Fitch Ratings has upgraded Abu Dhabi Ports Company PJSC's (ADP) Long-Term Issuer Default Rating (IDR) to 'AA-' from 'A+'.

Fitch has also upgraded ADP's euro medium-term notes programme (EMTN programme) and its USD1 billion 2031 senior unsecured notes to 'AA-' from 'A+'. ADP's ratings have been removed from Under Criteria Observation (UCO). The Outlooks are Stable.

RATING RATIONALE

The upgrade is driven by our assessment of the likelihood of exceptional support by Abu Dhabi government to ADP following our updated Government-Related Entities (GRE) Rating Criteria on 12 January 2024. ADP is rated one notch below Abu Dhabi (AA/Stable) based on a top-down rating approach, which reflects our assessment of its strong linkages with the Abu Dhabi government.

We assess ADP's Standalone Credit Profile (SCP) at 'bbb+', which reflects a largely contracted revenue base resulting in long-term cash flow visibility and stability, and synergies with industrial zones that should fuel the group's Khalifa Port (KP) operations.

KEY RATING DRIVERS

Risk Assessments

Fitch assesses ADP's GRE risk factors as follows:

Decision-Making and Oversight - 'Very Strong'

ADP is 75.42% owned by the government of Abu Dhabi via Abu Dhabi Developmental Holding Company (ADQ), an intermediate holding company with no material operations or debt and is used by the government to hold its interest in 25 public companies. ADQ through its representation on ADP's board provides oversight, control and monitoring of ADP's strategic planning and finances. The ADP board approves all major corporate activities, including annual budgets, investments and M&As.

Fitch does not expect changes to ADP's shareholding structure. Despite ADP's ordinary commercial law status, in Fitch's view, given the government's ownership and strong control of ADP, it is very likely that ADP's assets and liabilities would ultimately be transferred to Abu Dhabi in case of liquidation. ADP is an Emiri-decreed company, consolidated under Abu Dhabi's balance sheet.
+--
§ Required task 1
According to the Fitch rating passage, what percentage of ADP does the government of Abu Dhabi own?
§ Required task 2
In the rows below, copy out the lines from the one with "Exercise. Pin every instance of the hand-painted" up to and including the one with "(1171, 335)".
+--
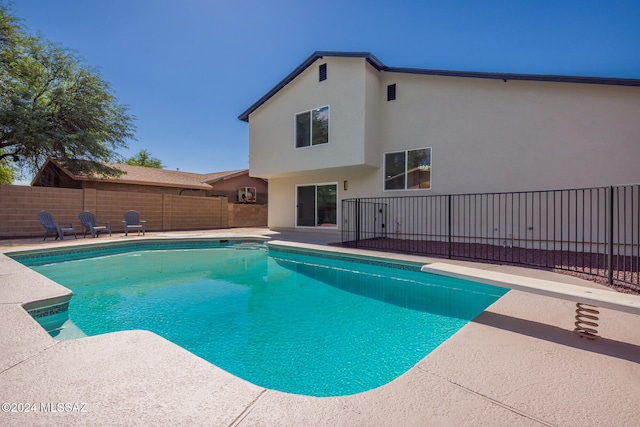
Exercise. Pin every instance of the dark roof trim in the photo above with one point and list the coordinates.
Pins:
(378, 65)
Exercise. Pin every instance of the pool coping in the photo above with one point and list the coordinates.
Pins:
(134, 377)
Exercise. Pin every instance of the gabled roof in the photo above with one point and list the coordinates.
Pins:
(151, 176)
(378, 65)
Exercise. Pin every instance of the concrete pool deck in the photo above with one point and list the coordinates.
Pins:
(517, 364)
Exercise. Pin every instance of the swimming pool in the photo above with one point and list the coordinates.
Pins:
(297, 321)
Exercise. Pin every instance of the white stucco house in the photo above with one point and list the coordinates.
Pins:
(343, 125)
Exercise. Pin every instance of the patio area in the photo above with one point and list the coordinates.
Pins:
(517, 364)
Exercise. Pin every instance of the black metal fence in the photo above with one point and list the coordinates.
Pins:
(594, 231)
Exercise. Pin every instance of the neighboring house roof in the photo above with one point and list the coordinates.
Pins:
(151, 176)
(378, 65)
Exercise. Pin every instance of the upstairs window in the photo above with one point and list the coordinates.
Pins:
(408, 170)
(322, 70)
(312, 127)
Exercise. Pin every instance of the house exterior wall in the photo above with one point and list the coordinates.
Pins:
(490, 135)
(229, 188)
(272, 150)
(486, 135)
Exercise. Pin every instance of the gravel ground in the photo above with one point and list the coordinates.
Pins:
(588, 266)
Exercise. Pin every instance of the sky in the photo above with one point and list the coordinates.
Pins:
(187, 69)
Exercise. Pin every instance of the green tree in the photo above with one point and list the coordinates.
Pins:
(54, 106)
(143, 158)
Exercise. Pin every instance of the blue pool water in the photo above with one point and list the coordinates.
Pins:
(288, 321)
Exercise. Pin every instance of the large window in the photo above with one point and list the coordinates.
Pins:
(407, 170)
(317, 205)
(312, 127)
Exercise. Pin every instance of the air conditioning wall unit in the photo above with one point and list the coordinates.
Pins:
(247, 194)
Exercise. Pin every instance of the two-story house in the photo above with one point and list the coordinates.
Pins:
(344, 125)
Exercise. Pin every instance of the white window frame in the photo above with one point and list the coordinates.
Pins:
(316, 185)
(310, 111)
(406, 172)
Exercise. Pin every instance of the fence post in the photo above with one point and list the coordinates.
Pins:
(449, 225)
(610, 232)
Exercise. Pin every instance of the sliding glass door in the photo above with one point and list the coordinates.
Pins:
(316, 205)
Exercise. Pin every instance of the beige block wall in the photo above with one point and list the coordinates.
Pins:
(19, 207)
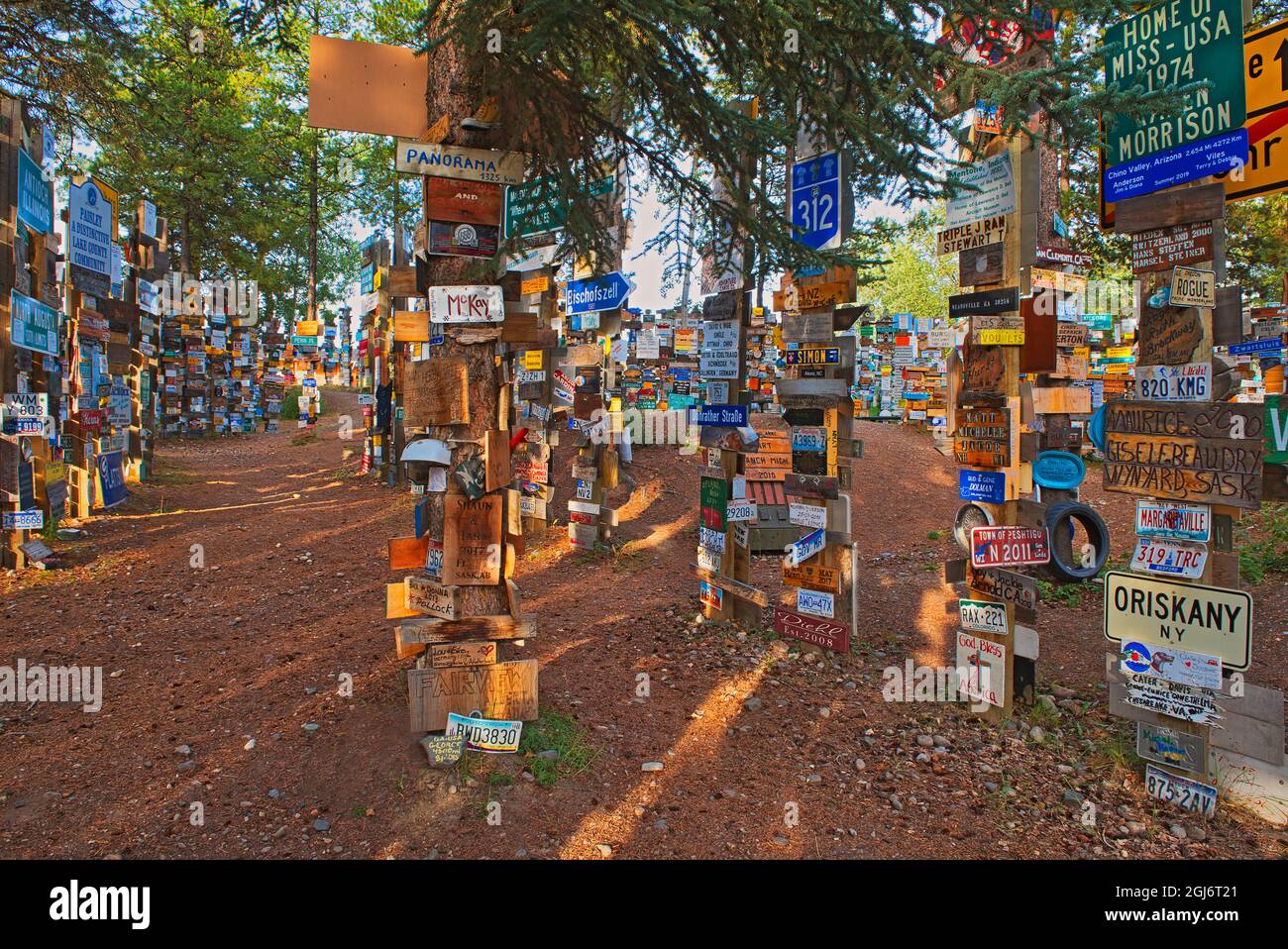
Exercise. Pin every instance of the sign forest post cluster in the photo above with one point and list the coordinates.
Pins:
(1179, 627)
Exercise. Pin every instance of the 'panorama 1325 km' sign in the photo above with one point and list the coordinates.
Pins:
(1168, 46)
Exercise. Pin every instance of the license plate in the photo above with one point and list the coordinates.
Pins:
(1170, 558)
(1185, 793)
(484, 734)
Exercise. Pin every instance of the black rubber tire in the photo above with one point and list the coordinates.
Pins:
(1098, 533)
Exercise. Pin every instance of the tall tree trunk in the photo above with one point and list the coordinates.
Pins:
(313, 231)
(452, 91)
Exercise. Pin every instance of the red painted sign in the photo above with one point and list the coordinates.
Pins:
(820, 632)
(1009, 546)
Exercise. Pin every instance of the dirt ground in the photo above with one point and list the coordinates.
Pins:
(764, 754)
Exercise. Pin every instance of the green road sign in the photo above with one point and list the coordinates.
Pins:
(536, 207)
(1171, 46)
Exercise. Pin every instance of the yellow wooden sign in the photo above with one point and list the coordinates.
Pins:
(1001, 338)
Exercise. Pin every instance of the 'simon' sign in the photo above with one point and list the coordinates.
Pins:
(814, 630)
(1168, 46)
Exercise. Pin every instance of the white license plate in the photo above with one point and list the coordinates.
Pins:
(484, 734)
(1185, 793)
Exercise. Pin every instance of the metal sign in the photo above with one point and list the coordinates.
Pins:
(1185, 793)
(1158, 612)
(1173, 519)
(608, 292)
(1009, 546)
(1170, 558)
(816, 201)
(1170, 46)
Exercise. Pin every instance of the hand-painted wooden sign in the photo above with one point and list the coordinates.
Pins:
(1048, 254)
(980, 669)
(1170, 558)
(983, 615)
(472, 541)
(980, 265)
(1175, 700)
(1170, 613)
(468, 202)
(1008, 545)
(984, 303)
(712, 493)
(1167, 248)
(1172, 665)
(452, 161)
(980, 233)
(443, 750)
(430, 599)
(1000, 330)
(1057, 469)
(503, 690)
(983, 437)
(983, 373)
(1006, 584)
(1171, 335)
(1177, 750)
(815, 602)
(1175, 520)
(812, 630)
(467, 304)
(1185, 451)
(807, 515)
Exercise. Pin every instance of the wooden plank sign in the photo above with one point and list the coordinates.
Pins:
(472, 541)
(983, 374)
(1167, 248)
(463, 201)
(1184, 451)
(502, 690)
(458, 654)
(983, 438)
(436, 391)
(467, 304)
(812, 630)
(429, 599)
(452, 161)
(980, 233)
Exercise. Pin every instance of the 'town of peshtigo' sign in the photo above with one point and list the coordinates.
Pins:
(1162, 613)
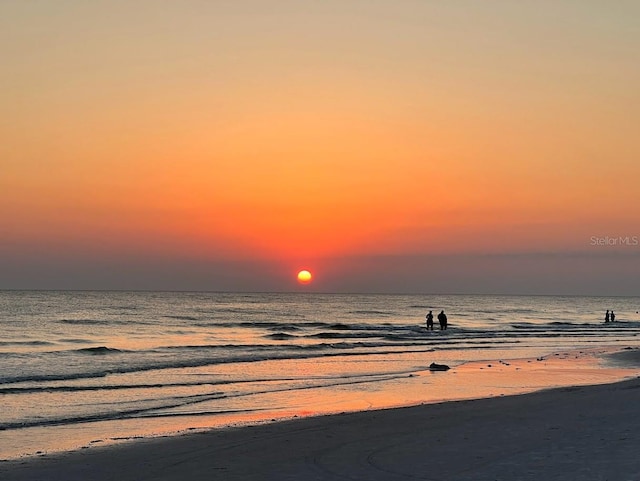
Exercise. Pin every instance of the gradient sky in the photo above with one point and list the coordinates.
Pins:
(386, 145)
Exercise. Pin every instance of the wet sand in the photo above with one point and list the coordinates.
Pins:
(586, 433)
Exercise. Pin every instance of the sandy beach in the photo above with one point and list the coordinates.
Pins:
(586, 433)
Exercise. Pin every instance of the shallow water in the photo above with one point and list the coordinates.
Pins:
(83, 367)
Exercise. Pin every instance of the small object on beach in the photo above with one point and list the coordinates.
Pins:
(438, 367)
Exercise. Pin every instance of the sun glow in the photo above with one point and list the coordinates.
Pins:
(304, 277)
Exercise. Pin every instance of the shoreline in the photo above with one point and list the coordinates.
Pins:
(586, 432)
(63, 465)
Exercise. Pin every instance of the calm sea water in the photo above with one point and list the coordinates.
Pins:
(103, 365)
+--
§ Task response 1
75.42%, held through Abu Dhabi Developmental Holding Company (ADQ).

§ Task response 2
Exercise. Pin every instance of the hand-painted wooden sign in the photo above with one point and list the coordinates.
Pins:
(1048, 254)
(980, 669)
(1170, 558)
(983, 615)
(472, 541)
(980, 265)
(1175, 700)
(1170, 613)
(468, 202)
(1008, 545)
(984, 303)
(712, 493)
(1167, 248)
(1172, 665)
(452, 161)
(980, 233)
(443, 750)
(430, 599)
(1000, 330)
(1057, 469)
(503, 690)
(983, 437)
(983, 373)
(1006, 584)
(1171, 335)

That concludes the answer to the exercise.